United States District Court, D. Colorado

December 14, 2018

HEATHER WOOD, Westminster Police Department, in her individual capacity, LOUIS ENGLEBERG, Westminster Police Department, in his/her individual capacity, and REED GILES, Westminster Police Department, in his individual capacity, Defendants.



         Emiliano Archuleta was 16 years old in July 2016 when three Westminster police officers and two social workers arrived at his mother's apartment to execute a state court order to remove him and two younger siblings from his mother's custody. Apparently not wishing to leave the apartment, Emiliano went into the kitchen, stood by a counter with his head down, and was verbally non-responsive. Officer Heather Wood began to forcibly remove him. In the process Officers Louis Engleberg and Reed Giles allegedly took him to the ground, and then assaulted and injured him. He was then handcuffed, removed, and charged with obstructing a police officer - a charge that was later dismissed. Based on these alleged facts, he asserts an excessive force claim against all three officers and malicious prosecution against Officer Wood. Amended Complaint, ECF No. 15.

         Defendant Wood moves to dismiss the malicious prosecution claim pursuant to Fed.R.Civ.P. 12(b)(6), contending that it fails to state a claim for relief that is plausible on its face. ECF No. 19. She cites Margheim v. Buljko, 855 F.3d 1077, 1084 (10th Cir. 2017) for the proposition that a malicious prosecution claim requires “legal process, ” specifically in this case an arrest warrant before the arrest was made. I agree that some form of legal process is required, i.e. in the form of an arrest, confinement, or prosecution, but I do not agree that “legal process” must be an arrest pursuant to a warrant. Colo. Rev. Stat. §16-5-101 lists many of the ways in which legal process is imposed in Colorado, and section (1)(d)(i) specifies “the issuance of a summons and complaint.” This is the legal process that serves the basis for malicious prosecution in the present case.

● Stated goal A:
Rewrite the court excerpt starting at "Defendant Wood moves" and ending at "the present case.", changing "Defendant Wood" to "Officer Wood".

Rows from a point labeling set
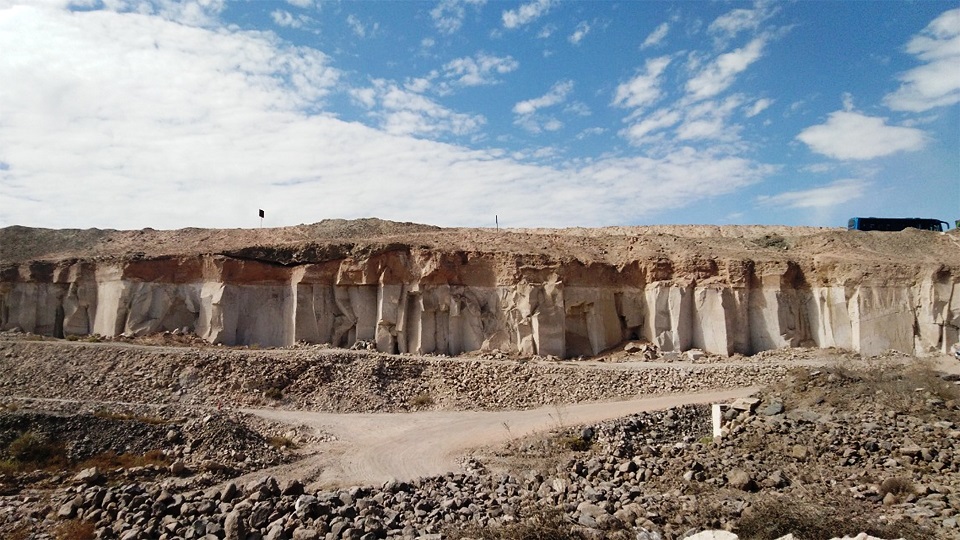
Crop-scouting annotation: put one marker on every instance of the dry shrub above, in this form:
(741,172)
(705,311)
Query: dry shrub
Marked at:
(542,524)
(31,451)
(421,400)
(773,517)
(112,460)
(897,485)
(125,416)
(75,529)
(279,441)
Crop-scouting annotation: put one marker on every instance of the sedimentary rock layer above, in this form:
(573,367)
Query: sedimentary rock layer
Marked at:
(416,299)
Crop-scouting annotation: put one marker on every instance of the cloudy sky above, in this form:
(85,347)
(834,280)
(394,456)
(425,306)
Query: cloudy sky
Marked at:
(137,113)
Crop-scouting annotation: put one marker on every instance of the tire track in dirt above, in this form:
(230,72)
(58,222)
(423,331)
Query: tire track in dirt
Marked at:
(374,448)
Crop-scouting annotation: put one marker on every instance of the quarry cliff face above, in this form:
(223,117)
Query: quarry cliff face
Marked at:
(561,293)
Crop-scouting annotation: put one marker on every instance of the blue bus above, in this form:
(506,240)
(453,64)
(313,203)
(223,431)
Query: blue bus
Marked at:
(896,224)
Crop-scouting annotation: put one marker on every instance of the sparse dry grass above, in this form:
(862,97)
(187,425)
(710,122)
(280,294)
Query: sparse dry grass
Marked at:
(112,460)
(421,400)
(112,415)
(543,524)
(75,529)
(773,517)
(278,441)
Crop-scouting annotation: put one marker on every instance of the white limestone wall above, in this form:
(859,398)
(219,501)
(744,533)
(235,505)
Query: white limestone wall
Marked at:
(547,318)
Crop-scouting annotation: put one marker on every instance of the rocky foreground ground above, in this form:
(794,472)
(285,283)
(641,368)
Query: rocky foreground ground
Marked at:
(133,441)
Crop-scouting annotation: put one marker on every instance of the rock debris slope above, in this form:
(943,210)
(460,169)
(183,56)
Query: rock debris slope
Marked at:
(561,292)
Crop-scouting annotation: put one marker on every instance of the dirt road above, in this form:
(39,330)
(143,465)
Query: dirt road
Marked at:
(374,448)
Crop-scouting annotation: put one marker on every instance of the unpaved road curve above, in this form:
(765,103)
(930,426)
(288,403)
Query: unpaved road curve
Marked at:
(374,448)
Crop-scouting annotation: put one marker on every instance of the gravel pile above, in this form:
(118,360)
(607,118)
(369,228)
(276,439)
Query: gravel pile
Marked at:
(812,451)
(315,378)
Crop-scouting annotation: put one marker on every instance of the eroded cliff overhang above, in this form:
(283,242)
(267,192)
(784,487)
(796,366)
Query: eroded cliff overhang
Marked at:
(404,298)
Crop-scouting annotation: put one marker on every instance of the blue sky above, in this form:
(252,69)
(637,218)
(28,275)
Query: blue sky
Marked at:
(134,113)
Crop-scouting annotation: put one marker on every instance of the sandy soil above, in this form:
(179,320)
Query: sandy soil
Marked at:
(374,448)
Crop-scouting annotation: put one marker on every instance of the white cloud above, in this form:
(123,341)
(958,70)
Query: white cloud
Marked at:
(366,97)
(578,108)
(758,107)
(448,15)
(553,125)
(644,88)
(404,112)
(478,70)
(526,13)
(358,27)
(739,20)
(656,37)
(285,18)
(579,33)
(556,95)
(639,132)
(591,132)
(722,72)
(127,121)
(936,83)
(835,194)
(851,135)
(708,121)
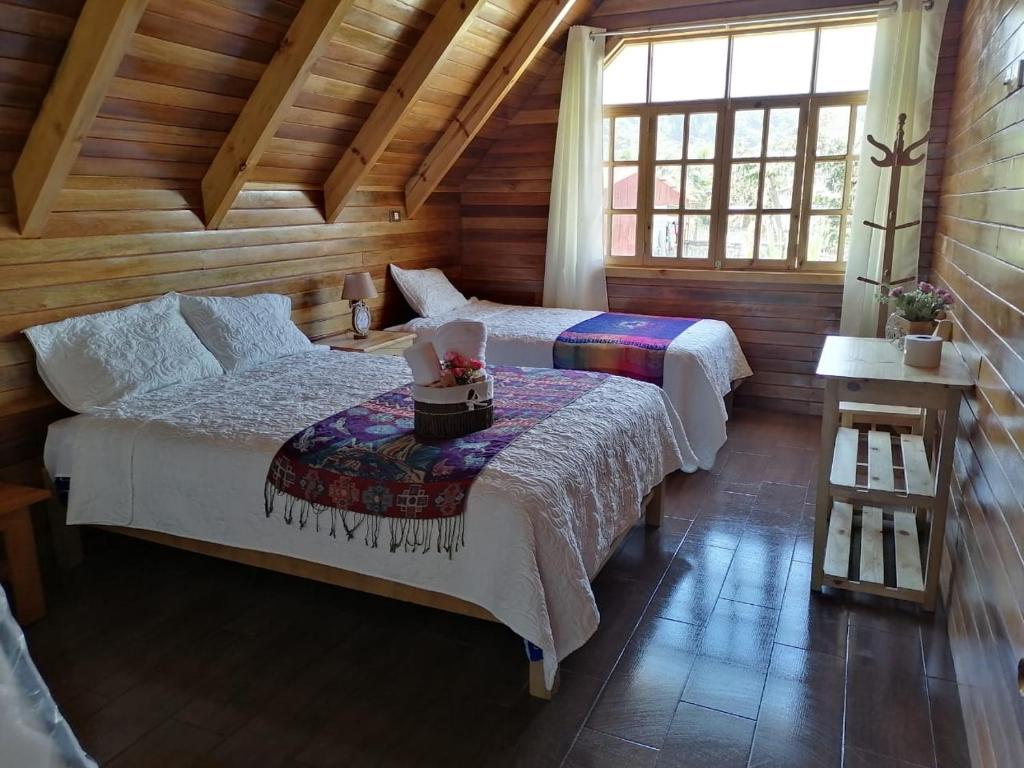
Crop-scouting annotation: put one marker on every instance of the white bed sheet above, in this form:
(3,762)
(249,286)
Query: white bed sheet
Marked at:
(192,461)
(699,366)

● Stated goal B:
Find each line of the rows that contains the string "overhang" and copy it out. Matching is case-sensitive.

● Final answer A:
Officer Wood moves to dismiss the malicious prosecution claim pursuant to Fed.R.Civ.P. 12(b)(6), contending that it fails to state a claim for relief that is plausible on its face. ECF No. 19. She cites Margheim v. Buljko, 855 F.3d 1077, 1084 (10th Cir. 2017) for the proposition that a malicious prosecution claim requires “legal process, ” specifically in this case an arrest warrant before the arrest was made. I agree that some form of legal process is required, i.e. in the form of an arrest, confinement, or prosecution, but I do not agree that “legal process” must be an arrest pursuant to a warrant. Colo. Rev. Stat. §16-5-101 lists many of the ways in which legal process is imposed in Colorado, and section (1)(d)(i) specifies “the issuance of a summons and complaint.” This is the legal process that serves the basis for malicious prosecution in the present case.

● Final answer B:
Crop-scouting annotation: put one marker on every instance of the eroded cliff overhang above, in this form:
Query: eroded cliff overhang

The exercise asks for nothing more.